>> begin PROVIDED ENTRIES

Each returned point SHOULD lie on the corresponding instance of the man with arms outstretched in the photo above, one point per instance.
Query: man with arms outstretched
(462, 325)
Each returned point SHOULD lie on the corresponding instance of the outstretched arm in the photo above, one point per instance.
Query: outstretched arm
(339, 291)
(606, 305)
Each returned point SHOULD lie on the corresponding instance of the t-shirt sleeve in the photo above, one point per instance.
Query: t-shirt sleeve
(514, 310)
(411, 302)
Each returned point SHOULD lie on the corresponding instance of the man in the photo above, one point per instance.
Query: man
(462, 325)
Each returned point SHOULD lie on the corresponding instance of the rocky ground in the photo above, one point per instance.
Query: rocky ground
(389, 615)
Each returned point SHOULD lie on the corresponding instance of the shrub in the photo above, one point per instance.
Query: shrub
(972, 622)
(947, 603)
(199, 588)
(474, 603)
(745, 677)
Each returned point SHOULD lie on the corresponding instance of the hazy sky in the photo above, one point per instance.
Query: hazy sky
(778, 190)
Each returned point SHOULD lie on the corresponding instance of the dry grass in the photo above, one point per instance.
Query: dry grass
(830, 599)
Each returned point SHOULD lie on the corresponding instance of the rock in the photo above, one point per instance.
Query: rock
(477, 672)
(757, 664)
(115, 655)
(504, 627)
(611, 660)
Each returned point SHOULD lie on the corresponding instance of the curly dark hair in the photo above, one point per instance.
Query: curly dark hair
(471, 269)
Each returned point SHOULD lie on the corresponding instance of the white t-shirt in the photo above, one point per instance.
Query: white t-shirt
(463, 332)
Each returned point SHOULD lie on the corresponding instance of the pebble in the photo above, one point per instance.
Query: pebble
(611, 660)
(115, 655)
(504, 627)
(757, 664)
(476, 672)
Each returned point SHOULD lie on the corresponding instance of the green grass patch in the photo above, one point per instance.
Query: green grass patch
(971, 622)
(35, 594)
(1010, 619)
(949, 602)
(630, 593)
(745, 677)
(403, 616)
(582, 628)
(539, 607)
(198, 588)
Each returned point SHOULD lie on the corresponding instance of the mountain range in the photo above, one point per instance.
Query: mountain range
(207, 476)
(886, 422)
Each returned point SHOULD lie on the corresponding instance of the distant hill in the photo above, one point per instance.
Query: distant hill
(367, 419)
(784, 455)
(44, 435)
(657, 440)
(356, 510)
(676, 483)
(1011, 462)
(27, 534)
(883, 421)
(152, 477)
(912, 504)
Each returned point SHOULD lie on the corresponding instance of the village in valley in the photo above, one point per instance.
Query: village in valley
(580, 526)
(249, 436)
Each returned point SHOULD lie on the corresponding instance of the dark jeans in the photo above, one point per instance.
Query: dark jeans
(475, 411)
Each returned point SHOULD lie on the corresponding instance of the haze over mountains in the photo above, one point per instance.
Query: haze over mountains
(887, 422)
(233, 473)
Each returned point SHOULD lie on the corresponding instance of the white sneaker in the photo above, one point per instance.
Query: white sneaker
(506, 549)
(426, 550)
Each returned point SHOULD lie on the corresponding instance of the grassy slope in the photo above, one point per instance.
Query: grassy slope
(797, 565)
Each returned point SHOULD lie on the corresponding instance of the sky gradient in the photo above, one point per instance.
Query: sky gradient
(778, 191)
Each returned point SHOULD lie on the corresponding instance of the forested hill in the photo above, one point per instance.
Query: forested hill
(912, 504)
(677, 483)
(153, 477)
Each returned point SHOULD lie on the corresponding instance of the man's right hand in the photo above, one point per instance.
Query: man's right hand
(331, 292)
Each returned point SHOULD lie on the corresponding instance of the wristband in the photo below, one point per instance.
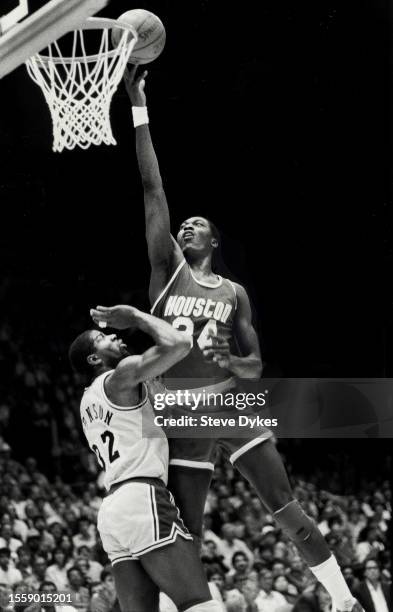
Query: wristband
(140, 116)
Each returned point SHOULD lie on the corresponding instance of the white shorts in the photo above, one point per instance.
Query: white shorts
(137, 518)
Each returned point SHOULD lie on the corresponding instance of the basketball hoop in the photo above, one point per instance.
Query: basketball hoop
(79, 88)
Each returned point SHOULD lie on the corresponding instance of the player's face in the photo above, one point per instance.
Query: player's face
(109, 348)
(195, 235)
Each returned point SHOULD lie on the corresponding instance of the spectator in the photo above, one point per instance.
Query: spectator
(50, 587)
(289, 591)
(8, 541)
(374, 595)
(39, 572)
(241, 568)
(350, 577)
(57, 572)
(104, 599)
(8, 575)
(230, 544)
(46, 539)
(370, 542)
(79, 593)
(24, 562)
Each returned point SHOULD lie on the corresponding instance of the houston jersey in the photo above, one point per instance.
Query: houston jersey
(198, 309)
(126, 441)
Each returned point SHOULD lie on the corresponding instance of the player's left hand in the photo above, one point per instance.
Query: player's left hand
(117, 317)
(218, 351)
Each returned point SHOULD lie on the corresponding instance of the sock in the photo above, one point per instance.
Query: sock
(329, 574)
(206, 606)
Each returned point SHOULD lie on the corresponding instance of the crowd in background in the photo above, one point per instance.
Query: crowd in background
(51, 490)
(49, 540)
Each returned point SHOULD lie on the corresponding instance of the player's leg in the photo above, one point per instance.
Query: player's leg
(134, 587)
(177, 570)
(190, 474)
(262, 466)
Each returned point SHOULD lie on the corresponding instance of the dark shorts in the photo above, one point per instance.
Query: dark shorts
(230, 430)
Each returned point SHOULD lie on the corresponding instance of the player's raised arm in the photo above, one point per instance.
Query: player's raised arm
(164, 253)
(249, 365)
(171, 345)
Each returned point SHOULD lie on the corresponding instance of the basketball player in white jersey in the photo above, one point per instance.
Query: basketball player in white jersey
(141, 530)
(186, 292)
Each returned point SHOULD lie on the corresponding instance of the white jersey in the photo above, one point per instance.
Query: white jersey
(126, 441)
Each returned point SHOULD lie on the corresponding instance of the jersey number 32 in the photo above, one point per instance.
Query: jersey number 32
(108, 440)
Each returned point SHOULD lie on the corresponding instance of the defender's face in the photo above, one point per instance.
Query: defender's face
(195, 234)
(109, 348)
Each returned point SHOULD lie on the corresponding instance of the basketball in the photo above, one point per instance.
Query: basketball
(151, 35)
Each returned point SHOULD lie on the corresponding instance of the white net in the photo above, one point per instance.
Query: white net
(79, 88)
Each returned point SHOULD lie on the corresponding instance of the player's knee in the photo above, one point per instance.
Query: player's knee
(206, 606)
(295, 521)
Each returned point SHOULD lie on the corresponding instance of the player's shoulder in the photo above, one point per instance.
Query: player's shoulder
(241, 291)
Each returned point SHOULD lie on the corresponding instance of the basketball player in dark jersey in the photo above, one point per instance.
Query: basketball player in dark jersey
(186, 292)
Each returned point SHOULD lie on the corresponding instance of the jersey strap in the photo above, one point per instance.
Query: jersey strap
(168, 285)
(123, 408)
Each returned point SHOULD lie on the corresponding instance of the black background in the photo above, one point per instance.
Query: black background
(270, 118)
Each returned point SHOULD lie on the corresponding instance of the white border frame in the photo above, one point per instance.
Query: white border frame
(10, 19)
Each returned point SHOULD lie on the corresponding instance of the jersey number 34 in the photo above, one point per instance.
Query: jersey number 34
(186, 325)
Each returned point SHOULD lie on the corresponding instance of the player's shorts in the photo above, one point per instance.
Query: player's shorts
(138, 517)
(199, 452)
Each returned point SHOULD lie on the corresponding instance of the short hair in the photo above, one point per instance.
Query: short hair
(238, 553)
(46, 583)
(105, 574)
(74, 568)
(79, 351)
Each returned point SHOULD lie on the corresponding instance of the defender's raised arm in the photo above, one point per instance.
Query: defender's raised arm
(164, 254)
(170, 347)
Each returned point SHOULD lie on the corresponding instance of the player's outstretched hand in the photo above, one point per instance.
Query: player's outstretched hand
(135, 86)
(117, 317)
(218, 351)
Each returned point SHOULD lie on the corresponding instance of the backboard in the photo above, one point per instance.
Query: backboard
(20, 40)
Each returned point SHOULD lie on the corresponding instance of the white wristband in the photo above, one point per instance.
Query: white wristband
(139, 115)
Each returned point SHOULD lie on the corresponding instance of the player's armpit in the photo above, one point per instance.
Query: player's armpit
(162, 271)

>> end PROVIDED ENTRIES

Give the lines starting with the one that contains "the player's armpit" and running through the end of the items as a JSON list of strings, one string per line, with blank lines left out.

[
  "Each returned point SHOULD lie on the corresponding instance of the player's armpit in the photo above, one point per instance.",
  "Query: player's armpit",
  "(162, 271)"
]